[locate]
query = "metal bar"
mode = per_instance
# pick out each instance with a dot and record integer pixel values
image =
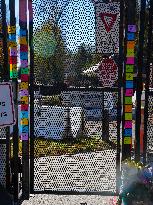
(139, 86)
(31, 96)
(25, 143)
(5, 77)
(119, 103)
(130, 20)
(147, 93)
(15, 127)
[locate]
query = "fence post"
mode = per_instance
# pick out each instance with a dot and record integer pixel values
(5, 77)
(25, 142)
(139, 87)
(149, 50)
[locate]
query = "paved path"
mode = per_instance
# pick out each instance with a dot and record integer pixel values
(95, 171)
(43, 199)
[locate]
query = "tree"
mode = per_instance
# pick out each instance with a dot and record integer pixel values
(49, 54)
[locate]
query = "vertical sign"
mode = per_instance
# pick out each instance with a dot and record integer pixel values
(107, 27)
(129, 72)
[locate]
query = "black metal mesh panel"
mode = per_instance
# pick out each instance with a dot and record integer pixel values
(69, 151)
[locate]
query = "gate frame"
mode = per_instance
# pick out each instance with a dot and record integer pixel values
(118, 90)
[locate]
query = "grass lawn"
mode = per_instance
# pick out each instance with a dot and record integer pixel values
(49, 147)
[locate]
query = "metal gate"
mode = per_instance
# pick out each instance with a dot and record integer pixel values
(74, 119)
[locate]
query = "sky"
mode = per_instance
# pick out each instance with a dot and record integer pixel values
(77, 20)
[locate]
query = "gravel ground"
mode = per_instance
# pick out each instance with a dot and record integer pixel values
(42, 199)
(83, 172)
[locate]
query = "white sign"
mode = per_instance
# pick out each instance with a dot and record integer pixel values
(7, 114)
(107, 27)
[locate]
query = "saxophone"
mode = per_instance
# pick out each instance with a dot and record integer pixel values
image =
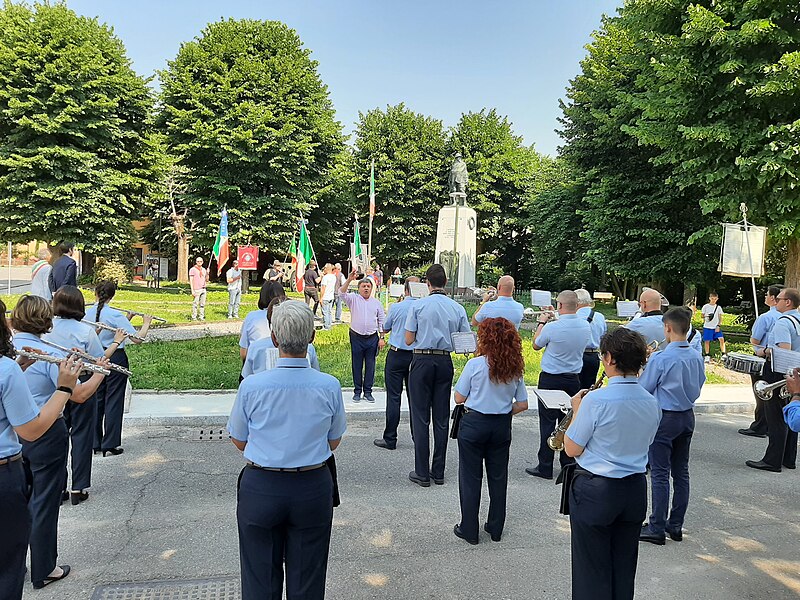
(556, 439)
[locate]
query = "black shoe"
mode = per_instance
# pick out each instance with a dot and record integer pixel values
(37, 585)
(760, 464)
(457, 531)
(495, 537)
(648, 535)
(537, 473)
(676, 535)
(414, 478)
(78, 497)
(752, 433)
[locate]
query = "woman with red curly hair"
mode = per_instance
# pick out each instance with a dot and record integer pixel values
(492, 389)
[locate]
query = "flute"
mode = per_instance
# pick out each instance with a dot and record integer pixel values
(85, 366)
(87, 357)
(109, 328)
(137, 313)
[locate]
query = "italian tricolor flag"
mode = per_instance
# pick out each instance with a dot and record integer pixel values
(301, 255)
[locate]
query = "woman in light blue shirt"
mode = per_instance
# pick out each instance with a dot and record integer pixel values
(20, 416)
(69, 308)
(47, 456)
(610, 434)
(492, 389)
(287, 421)
(111, 394)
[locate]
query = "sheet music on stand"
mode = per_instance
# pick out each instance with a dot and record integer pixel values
(556, 399)
(464, 342)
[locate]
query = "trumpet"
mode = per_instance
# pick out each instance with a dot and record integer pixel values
(85, 366)
(556, 439)
(105, 327)
(87, 357)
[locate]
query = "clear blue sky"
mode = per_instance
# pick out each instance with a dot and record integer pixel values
(440, 57)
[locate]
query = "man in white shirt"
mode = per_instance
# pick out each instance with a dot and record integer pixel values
(712, 318)
(327, 289)
(234, 277)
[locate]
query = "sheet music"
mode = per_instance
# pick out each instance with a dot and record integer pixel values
(541, 298)
(557, 399)
(464, 342)
(627, 308)
(418, 289)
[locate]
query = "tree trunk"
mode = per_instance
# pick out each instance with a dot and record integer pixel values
(792, 263)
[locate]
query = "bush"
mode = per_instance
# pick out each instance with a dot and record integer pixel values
(111, 270)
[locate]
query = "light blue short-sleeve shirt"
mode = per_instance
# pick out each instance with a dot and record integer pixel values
(288, 415)
(113, 318)
(17, 406)
(433, 319)
(598, 325)
(254, 327)
(674, 376)
(502, 307)
(787, 330)
(71, 333)
(483, 394)
(616, 425)
(395, 322)
(41, 377)
(651, 327)
(564, 341)
(256, 360)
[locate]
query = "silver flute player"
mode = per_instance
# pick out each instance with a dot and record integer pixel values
(85, 366)
(87, 357)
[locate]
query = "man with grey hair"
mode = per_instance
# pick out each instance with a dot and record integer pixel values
(597, 324)
(563, 341)
(287, 421)
(503, 305)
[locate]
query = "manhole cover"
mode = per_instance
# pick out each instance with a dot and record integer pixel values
(225, 588)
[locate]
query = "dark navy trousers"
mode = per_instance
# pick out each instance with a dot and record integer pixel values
(395, 374)
(363, 351)
(669, 456)
(605, 520)
(111, 405)
(16, 521)
(550, 417)
(483, 439)
(430, 382)
(284, 519)
(47, 460)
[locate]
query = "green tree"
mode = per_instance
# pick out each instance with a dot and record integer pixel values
(76, 160)
(720, 100)
(246, 113)
(410, 181)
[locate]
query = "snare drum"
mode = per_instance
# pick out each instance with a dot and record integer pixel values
(744, 363)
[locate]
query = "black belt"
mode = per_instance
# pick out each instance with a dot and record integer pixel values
(9, 459)
(281, 470)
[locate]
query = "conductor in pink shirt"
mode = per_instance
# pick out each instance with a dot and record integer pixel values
(366, 334)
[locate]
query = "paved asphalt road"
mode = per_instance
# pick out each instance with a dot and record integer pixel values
(165, 510)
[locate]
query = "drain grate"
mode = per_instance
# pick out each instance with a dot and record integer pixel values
(225, 588)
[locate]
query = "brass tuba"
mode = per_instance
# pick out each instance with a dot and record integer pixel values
(556, 439)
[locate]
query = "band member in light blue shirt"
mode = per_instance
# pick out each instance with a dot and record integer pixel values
(430, 323)
(503, 306)
(610, 434)
(287, 421)
(564, 341)
(398, 365)
(675, 376)
(782, 447)
(492, 389)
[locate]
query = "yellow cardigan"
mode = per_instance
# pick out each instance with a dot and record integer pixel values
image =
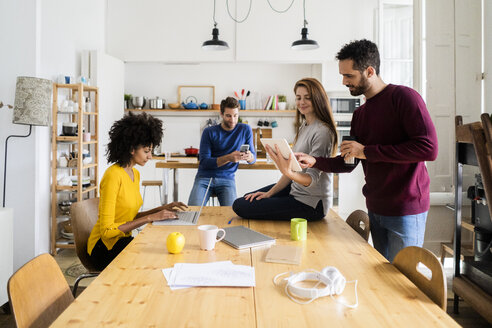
(119, 203)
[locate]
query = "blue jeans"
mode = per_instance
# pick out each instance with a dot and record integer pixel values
(281, 206)
(390, 234)
(225, 189)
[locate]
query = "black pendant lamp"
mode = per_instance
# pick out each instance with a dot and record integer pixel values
(215, 44)
(304, 43)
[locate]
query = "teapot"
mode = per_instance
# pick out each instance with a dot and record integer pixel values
(190, 104)
(138, 102)
(156, 103)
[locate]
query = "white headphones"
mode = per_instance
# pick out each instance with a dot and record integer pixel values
(330, 276)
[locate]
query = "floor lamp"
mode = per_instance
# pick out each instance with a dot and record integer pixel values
(31, 107)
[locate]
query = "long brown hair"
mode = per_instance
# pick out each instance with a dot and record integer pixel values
(321, 107)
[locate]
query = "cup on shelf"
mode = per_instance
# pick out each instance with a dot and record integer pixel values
(86, 137)
(62, 161)
(242, 104)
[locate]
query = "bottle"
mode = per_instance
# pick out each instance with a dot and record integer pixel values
(350, 161)
(88, 104)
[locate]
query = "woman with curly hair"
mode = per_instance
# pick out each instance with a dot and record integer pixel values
(131, 141)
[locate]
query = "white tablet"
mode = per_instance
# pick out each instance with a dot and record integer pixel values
(285, 150)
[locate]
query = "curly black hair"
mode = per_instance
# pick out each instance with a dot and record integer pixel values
(130, 133)
(364, 53)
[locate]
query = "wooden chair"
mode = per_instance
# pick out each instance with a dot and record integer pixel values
(435, 288)
(84, 218)
(355, 219)
(38, 292)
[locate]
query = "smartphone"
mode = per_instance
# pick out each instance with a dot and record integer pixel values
(244, 148)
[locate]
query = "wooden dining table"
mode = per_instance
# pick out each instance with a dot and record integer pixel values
(132, 290)
(176, 163)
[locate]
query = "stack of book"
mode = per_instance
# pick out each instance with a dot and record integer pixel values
(271, 103)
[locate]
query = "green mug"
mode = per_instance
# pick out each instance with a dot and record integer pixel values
(298, 229)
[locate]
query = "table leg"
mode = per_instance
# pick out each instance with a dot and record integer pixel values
(175, 191)
(165, 185)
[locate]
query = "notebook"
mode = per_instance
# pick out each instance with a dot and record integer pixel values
(285, 150)
(186, 217)
(241, 237)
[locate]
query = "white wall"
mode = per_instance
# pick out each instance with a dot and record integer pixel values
(44, 39)
(152, 79)
(159, 79)
(20, 57)
(488, 55)
(108, 73)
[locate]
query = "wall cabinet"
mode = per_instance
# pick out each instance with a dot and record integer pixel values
(74, 167)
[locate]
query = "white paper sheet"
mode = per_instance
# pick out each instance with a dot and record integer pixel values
(184, 275)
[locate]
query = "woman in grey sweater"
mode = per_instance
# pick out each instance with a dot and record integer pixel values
(305, 194)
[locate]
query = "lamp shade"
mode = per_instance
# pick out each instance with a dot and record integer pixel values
(32, 101)
(304, 43)
(215, 43)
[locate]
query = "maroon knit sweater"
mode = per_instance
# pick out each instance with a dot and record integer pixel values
(398, 134)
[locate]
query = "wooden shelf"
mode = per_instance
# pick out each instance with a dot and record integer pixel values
(78, 86)
(76, 113)
(474, 147)
(212, 112)
(87, 121)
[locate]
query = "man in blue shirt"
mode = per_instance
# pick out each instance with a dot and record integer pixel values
(219, 156)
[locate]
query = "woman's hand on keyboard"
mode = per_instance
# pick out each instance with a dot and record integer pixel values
(174, 206)
(161, 215)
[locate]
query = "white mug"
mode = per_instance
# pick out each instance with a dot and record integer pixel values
(86, 136)
(208, 236)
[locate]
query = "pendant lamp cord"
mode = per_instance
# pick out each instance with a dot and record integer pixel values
(304, 10)
(234, 19)
(5, 164)
(280, 11)
(215, 22)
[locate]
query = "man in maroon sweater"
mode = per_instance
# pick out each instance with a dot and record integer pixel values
(394, 137)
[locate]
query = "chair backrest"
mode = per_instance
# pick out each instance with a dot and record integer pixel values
(407, 261)
(355, 219)
(84, 215)
(38, 292)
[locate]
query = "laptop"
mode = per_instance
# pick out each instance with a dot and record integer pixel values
(241, 237)
(186, 217)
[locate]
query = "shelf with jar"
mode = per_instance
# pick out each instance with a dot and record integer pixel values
(213, 112)
(74, 178)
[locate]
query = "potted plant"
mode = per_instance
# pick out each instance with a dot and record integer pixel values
(282, 102)
(128, 100)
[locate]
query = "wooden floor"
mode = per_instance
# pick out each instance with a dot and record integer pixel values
(70, 266)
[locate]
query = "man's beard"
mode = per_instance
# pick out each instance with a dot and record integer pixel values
(229, 125)
(361, 88)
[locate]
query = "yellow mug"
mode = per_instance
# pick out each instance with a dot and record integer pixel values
(298, 229)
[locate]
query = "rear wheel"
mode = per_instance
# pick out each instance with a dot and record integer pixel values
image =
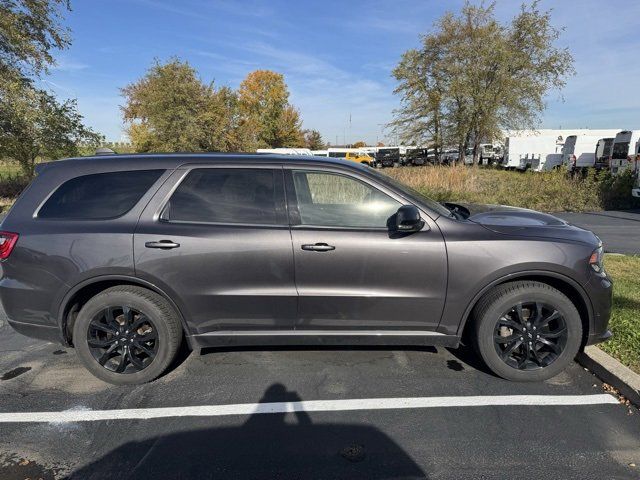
(527, 331)
(127, 335)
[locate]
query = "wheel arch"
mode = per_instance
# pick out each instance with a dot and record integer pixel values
(83, 291)
(572, 289)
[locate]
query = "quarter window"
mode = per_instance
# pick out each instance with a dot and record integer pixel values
(99, 196)
(327, 199)
(225, 195)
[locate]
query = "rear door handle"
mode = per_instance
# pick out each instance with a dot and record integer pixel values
(318, 247)
(164, 244)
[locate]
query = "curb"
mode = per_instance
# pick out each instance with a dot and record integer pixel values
(611, 371)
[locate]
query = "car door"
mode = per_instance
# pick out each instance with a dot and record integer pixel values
(351, 271)
(216, 239)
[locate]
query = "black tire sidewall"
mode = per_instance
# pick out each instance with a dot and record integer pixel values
(93, 307)
(552, 297)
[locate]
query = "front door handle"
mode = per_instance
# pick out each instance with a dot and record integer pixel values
(318, 247)
(164, 244)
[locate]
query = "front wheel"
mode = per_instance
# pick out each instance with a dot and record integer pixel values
(527, 331)
(127, 335)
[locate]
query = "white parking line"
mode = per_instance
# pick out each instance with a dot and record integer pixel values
(304, 406)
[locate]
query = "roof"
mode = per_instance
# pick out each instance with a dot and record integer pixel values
(174, 160)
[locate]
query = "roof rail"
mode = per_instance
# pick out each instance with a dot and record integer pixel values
(105, 151)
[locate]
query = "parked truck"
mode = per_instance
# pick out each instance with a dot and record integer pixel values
(531, 150)
(603, 152)
(579, 152)
(624, 153)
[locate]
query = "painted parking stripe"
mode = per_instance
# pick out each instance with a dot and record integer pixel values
(85, 415)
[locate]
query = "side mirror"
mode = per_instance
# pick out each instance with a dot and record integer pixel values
(408, 219)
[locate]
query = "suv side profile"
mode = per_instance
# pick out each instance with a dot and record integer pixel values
(126, 256)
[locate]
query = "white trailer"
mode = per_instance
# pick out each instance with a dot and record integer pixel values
(532, 149)
(579, 151)
(286, 151)
(625, 152)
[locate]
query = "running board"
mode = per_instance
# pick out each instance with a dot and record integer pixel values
(228, 338)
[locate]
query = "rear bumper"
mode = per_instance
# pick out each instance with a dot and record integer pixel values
(41, 332)
(600, 291)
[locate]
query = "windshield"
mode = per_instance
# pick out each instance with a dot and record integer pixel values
(428, 202)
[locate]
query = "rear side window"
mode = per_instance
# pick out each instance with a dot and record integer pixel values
(226, 195)
(99, 196)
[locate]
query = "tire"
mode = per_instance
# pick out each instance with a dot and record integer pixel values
(161, 336)
(531, 360)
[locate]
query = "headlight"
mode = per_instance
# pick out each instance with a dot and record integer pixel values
(596, 260)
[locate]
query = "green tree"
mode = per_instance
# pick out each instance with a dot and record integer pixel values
(267, 117)
(34, 125)
(473, 76)
(29, 31)
(170, 109)
(313, 140)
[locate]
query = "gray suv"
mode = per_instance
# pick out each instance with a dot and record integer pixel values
(126, 256)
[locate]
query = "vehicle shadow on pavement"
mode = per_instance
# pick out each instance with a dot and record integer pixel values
(265, 446)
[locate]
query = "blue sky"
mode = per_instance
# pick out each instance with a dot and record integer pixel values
(336, 56)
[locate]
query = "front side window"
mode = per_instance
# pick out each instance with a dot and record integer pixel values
(333, 200)
(225, 195)
(99, 196)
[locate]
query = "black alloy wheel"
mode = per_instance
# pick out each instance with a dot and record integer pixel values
(530, 335)
(122, 339)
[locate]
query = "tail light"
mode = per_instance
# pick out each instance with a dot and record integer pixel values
(596, 260)
(7, 242)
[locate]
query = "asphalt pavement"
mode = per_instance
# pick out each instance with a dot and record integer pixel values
(455, 439)
(619, 230)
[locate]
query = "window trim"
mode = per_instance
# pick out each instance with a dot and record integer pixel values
(281, 205)
(295, 221)
(162, 177)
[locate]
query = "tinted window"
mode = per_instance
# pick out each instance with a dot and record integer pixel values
(99, 196)
(217, 195)
(333, 200)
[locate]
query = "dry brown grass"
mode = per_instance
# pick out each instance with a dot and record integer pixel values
(547, 191)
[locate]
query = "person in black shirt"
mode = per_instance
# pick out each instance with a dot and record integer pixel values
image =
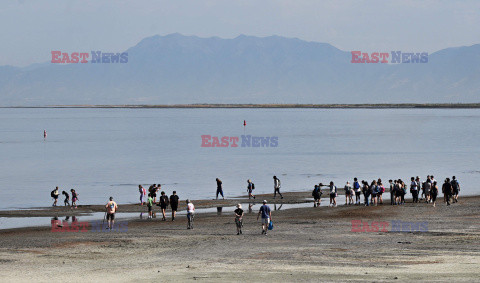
(67, 198)
(447, 191)
(174, 204)
(219, 188)
(239, 218)
(163, 203)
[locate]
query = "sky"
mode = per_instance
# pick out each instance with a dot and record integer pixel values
(31, 29)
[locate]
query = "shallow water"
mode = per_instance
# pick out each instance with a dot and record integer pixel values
(108, 152)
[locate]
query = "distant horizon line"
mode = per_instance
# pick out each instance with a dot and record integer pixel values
(265, 105)
(232, 38)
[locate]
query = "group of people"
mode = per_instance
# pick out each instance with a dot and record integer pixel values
(55, 194)
(276, 188)
(266, 215)
(373, 192)
(164, 200)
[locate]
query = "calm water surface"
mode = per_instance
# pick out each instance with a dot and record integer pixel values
(108, 152)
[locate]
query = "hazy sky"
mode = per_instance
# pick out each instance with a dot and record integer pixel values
(30, 29)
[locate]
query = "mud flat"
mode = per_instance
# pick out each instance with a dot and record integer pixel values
(307, 244)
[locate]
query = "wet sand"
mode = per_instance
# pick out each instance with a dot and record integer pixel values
(307, 244)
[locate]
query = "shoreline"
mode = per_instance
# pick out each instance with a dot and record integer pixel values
(306, 244)
(275, 106)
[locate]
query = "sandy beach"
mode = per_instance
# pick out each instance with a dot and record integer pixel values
(306, 244)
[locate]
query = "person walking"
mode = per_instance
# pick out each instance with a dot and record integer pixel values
(392, 192)
(143, 193)
(174, 204)
(333, 194)
(381, 190)
(111, 207)
(317, 194)
(219, 188)
(427, 190)
(455, 188)
(434, 193)
(414, 190)
(190, 214)
(266, 214)
(357, 189)
(348, 193)
(447, 190)
(250, 188)
(66, 201)
(276, 187)
(150, 206)
(239, 218)
(366, 192)
(163, 204)
(54, 195)
(373, 190)
(74, 198)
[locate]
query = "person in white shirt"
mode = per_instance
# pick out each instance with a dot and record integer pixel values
(276, 187)
(190, 214)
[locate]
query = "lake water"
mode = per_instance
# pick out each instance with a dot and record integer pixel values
(108, 152)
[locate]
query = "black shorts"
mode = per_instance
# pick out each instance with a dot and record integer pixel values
(110, 216)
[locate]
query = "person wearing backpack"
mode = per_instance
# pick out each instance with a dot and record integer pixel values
(250, 188)
(276, 187)
(455, 188)
(356, 188)
(54, 195)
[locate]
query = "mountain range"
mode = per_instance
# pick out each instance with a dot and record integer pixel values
(178, 69)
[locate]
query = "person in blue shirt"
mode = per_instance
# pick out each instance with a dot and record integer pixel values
(266, 213)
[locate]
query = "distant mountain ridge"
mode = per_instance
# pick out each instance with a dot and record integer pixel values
(176, 69)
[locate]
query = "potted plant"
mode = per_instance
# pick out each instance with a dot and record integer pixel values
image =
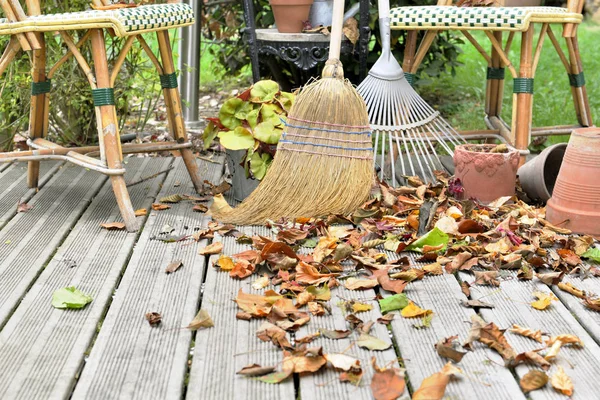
(249, 127)
(486, 171)
(290, 15)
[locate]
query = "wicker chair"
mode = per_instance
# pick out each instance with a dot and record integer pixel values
(495, 21)
(27, 33)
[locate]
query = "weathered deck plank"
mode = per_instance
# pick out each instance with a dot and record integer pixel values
(42, 349)
(13, 181)
(29, 239)
(442, 295)
(231, 344)
(131, 359)
(513, 306)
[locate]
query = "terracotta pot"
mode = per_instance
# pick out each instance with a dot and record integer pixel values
(538, 176)
(575, 202)
(290, 14)
(485, 176)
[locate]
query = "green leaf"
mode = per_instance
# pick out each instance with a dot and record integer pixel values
(233, 112)
(209, 134)
(433, 238)
(259, 164)
(264, 91)
(592, 254)
(267, 133)
(238, 139)
(393, 303)
(70, 297)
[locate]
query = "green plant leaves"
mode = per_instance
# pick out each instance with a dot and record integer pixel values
(264, 91)
(259, 164)
(392, 303)
(70, 297)
(238, 139)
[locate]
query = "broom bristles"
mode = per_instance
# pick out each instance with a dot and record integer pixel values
(324, 160)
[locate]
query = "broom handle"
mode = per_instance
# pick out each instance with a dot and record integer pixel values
(335, 42)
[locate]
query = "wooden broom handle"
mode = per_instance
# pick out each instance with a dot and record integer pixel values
(337, 22)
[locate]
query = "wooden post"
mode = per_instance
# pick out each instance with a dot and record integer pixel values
(110, 131)
(174, 109)
(523, 102)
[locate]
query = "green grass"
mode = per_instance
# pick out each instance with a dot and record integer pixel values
(461, 98)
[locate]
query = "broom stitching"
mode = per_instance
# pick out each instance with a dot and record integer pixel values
(325, 138)
(326, 154)
(330, 124)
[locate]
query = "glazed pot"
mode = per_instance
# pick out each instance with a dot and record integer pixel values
(538, 176)
(575, 202)
(485, 176)
(290, 14)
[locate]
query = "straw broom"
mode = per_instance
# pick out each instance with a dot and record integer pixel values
(324, 159)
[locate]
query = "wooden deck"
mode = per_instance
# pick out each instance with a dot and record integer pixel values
(108, 350)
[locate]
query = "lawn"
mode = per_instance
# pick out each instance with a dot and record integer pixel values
(461, 98)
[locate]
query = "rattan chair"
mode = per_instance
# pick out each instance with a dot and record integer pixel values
(26, 32)
(497, 23)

:::

| Written instruction |
Select every line of the listing that contains the string "maroon", matching case exactly.

| Full answer |
query = "maroon knit sweater"
query = "man in maroon sweater"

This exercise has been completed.